_Objective_: Please copy out the material below word for word, beginning at the line that contains "Could you kindly annotate the grass in" and stopping after the last line of the material.

_Extracted entries_:
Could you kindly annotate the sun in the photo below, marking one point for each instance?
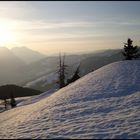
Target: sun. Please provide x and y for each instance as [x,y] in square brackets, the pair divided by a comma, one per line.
[6,35]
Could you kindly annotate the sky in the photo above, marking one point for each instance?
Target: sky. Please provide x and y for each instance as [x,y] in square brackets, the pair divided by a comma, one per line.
[71,26]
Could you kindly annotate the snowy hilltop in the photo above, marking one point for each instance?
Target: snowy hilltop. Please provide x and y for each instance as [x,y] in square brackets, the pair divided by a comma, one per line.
[102,104]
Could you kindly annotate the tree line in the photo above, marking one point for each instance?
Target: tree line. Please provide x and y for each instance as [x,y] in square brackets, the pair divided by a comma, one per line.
[129,52]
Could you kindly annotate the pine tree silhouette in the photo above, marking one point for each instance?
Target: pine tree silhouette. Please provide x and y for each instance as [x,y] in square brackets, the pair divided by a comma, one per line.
[130,52]
[13,101]
[62,71]
[74,77]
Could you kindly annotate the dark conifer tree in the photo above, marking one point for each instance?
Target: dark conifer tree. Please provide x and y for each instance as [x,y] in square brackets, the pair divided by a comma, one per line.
[13,101]
[62,71]
[130,52]
[74,77]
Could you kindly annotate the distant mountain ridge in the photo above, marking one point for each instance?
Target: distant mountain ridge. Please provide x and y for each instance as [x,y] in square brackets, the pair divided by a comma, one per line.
[27,55]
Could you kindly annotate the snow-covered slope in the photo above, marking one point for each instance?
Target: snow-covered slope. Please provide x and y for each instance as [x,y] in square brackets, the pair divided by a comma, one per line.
[102,104]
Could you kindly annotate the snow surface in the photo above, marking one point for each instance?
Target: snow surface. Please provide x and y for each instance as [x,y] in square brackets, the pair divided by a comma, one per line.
[103,104]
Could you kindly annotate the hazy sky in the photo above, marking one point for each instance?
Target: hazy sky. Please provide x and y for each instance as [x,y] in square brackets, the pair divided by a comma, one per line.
[69,26]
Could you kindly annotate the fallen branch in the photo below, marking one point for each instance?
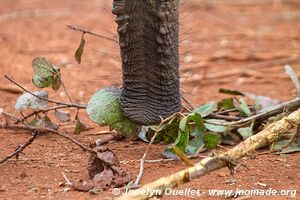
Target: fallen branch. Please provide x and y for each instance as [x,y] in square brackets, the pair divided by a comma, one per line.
[20,148]
[48,100]
[44,130]
[92,33]
[265,113]
[142,161]
[261,139]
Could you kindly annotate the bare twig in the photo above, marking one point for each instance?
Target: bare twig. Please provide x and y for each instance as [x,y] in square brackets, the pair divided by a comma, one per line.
[68,182]
[92,33]
[43,130]
[142,161]
[49,100]
[44,111]
[265,113]
[107,139]
[11,88]
[20,148]
[245,148]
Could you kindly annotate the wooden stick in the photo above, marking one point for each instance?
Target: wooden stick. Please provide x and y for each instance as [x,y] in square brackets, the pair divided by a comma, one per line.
[261,139]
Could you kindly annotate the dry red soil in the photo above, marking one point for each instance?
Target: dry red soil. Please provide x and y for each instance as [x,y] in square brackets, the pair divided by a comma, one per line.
[222,44]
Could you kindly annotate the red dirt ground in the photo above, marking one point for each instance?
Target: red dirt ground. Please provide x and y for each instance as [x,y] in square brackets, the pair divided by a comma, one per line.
[218,42]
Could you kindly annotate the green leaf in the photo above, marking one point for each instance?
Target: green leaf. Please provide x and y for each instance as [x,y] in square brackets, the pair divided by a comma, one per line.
[56,83]
[183,138]
[143,133]
[196,142]
[216,128]
[231,92]
[211,140]
[27,100]
[293,147]
[42,67]
[196,117]
[245,132]
[41,82]
[182,123]
[262,102]
[206,109]
[79,51]
[226,104]
[79,126]
[227,139]
[243,107]
[294,77]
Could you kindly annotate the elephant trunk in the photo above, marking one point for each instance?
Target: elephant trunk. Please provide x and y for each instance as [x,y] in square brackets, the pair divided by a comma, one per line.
[148,39]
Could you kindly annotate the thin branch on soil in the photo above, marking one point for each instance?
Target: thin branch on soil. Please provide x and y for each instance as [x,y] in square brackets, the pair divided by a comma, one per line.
[92,33]
[65,88]
[208,164]
[265,113]
[247,70]
[165,159]
[44,130]
[108,139]
[293,139]
[49,100]
[20,148]
[142,161]
[44,111]
[11,89]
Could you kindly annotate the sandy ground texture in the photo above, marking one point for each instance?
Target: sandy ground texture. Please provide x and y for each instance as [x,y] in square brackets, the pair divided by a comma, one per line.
[239,45]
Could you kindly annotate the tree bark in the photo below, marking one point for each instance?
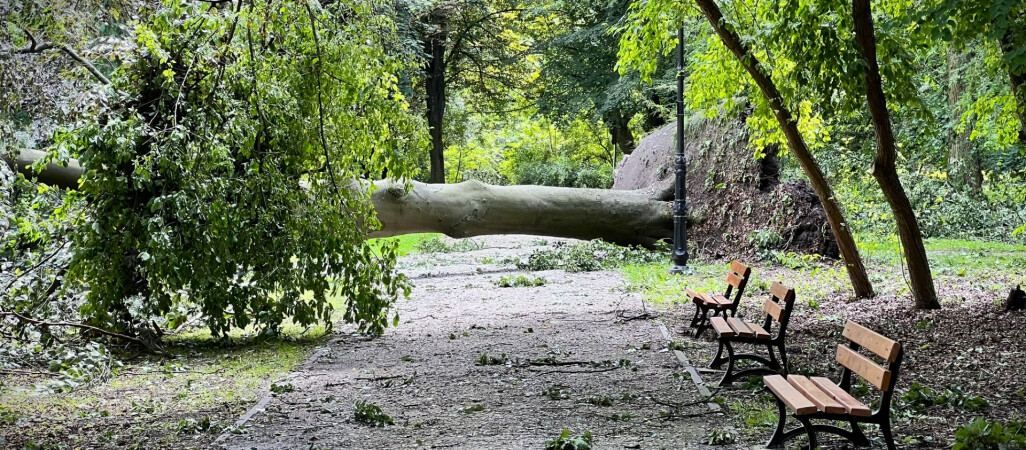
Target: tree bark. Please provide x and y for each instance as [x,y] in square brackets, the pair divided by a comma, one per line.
[1018,82]
[435,83]
[850,252]
[473,208]
[963,160]
[883,164]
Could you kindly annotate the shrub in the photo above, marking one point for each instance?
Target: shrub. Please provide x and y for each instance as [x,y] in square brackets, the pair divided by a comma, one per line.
[370,414]
[564,173]
[566,442]
[981,434]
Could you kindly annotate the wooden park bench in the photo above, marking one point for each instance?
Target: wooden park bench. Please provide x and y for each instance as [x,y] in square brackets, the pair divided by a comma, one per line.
[737,279]
[818,398]
[733,330]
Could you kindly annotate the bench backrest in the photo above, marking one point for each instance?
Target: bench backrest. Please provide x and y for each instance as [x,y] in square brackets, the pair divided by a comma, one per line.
[737,280]
[778,307]
[854,362]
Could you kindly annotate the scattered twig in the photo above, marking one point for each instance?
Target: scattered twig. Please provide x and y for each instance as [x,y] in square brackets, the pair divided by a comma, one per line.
[607,369]
[37,47]
[82,326]
[27,373]
[378,378]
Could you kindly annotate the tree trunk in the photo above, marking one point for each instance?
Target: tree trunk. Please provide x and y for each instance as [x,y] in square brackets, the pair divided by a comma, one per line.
[883,164]
[621,130]
[435,83]
[1018,82]
[473,208]
[963,160]
[850,252]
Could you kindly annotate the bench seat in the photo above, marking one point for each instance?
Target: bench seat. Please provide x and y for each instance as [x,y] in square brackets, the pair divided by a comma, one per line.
[731,327]
[804,395]
[820,399]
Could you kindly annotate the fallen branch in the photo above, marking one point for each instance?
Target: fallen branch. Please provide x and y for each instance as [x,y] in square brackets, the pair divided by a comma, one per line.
[607,369]
[82,326]
[36,47]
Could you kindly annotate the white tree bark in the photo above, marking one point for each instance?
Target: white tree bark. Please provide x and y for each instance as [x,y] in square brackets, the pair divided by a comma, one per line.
[473,208]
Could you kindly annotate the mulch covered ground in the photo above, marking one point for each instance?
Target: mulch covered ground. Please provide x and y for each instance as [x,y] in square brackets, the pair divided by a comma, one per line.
[971,348]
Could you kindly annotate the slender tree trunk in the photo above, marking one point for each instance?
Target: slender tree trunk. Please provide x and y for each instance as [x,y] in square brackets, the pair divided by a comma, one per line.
[963,160]
[1018,82]
[883,164]
[850,252]
[435,70]
[621,130]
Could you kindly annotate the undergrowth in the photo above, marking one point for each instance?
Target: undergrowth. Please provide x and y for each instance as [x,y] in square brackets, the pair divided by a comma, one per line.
[588,256]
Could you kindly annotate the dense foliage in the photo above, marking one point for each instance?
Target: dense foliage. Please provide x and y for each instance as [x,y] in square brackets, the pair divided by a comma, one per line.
[224,166]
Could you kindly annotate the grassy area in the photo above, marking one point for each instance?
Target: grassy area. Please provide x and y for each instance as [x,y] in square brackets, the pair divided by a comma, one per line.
[988,266]
[407,243]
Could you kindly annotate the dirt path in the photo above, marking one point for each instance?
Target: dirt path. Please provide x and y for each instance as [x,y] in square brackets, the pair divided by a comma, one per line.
[425,374]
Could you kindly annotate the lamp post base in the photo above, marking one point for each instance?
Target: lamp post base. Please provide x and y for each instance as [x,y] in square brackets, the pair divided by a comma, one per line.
[681,270]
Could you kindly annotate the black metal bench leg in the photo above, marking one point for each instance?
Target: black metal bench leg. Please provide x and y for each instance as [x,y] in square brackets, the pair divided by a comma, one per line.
[695,318]
[728,375]
[774,364]
[783,359]
[718,361]
[860,439]
[777,440]
[811,432]
[888,437]
[701,321]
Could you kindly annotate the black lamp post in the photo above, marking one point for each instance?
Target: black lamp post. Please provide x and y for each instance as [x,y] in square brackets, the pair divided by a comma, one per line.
[680,191]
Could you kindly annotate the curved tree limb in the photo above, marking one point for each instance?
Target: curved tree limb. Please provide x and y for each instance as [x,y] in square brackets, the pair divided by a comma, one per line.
[37,47]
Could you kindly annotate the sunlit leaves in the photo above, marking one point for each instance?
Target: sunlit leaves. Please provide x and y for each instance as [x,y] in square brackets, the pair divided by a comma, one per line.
[223,178]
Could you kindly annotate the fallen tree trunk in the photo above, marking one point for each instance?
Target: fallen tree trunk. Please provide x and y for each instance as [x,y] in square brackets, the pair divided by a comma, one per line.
[473,208]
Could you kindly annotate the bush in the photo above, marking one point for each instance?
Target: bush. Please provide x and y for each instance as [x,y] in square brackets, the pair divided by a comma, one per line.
[566,442]
[985,435]
[564,173]
[371,415]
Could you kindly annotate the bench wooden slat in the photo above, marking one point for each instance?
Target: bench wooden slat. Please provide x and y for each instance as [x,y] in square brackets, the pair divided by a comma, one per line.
[734,280]
[872,340]
[780,291]
[773,309]
[823,401]
[852,405]
[720,326]
[787,394]
[740,327]
[876,375]
[760,333]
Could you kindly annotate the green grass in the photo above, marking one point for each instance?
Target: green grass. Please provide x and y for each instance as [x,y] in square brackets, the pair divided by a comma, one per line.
[659,286]
[153,399]
[407,243]
[964,256]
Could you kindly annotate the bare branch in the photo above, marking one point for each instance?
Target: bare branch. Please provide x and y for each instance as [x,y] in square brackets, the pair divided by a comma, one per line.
[36,47]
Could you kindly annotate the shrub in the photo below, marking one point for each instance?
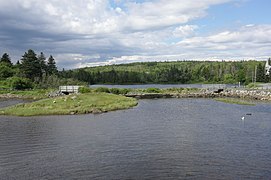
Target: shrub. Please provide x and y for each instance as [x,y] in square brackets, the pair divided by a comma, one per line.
[102,89]
[84,89]
[18,83]
[119,90]
[153,90]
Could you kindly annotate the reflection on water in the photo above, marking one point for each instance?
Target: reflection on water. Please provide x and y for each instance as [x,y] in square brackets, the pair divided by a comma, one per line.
[158,139]
[164,86]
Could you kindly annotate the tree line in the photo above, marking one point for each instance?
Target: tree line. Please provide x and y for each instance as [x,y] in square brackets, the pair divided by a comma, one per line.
[30,70]
[34,70]
[184,72]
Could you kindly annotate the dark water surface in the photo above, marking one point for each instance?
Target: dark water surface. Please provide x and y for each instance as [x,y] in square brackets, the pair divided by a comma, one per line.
[158,139]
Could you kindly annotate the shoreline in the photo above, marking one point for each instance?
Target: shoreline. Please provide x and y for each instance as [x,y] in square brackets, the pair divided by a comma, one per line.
[260,95]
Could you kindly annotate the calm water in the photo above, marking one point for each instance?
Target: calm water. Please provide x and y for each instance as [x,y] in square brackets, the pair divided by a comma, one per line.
[162,86]
[158,139]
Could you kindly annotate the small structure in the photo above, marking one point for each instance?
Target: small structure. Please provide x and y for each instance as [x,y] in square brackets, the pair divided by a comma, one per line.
[267,67]
[69,89]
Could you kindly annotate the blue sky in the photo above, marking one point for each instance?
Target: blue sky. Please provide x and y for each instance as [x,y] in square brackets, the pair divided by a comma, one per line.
[100,32]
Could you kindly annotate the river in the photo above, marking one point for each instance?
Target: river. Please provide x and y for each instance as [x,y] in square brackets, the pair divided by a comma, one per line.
[158,139]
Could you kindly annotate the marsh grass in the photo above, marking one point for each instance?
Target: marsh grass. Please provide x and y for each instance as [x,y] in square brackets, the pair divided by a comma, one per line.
[72,104]
[235,101]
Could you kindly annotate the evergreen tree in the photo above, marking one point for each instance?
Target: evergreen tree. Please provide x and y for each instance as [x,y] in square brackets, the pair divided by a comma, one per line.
[30,66]
[41,60]
[51,66]
[6,60]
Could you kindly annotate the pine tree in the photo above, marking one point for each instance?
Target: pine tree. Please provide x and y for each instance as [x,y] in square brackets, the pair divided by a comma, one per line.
[51,66]
[30,66]
[5,59]
[42,63]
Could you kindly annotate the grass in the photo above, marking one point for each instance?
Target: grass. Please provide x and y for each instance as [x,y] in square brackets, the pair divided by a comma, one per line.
[27,94]
[235,101]
[72,104]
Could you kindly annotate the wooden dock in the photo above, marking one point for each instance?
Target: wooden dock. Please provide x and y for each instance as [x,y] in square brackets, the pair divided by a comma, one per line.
[69,89]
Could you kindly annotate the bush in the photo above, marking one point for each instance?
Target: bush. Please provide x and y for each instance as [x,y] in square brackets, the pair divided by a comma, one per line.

_Full answer_:
Could you kindly annotate the grass in the photo above, marking one point for each instance?
Target: grass. Please provide x and y for each instance as [x,y] in square brackets, the pair divided by a comma, one per line.
[27,94]
[235,101]
[72,104]
Could you kindly annotate the wooden dock in the photo above, marking one point for each instance?
Target: wooden dock. Please provide x and y for each instance as [x,y] in square brackets, the pair divided by a comma, one per line.
[69,89]
Could you kindly annotate the bush in the photo above, marking one point for each instance?
Target: bush. Please provide x and y for each instance as [x,y] in square brackets, the pair divided by a comma, one per line.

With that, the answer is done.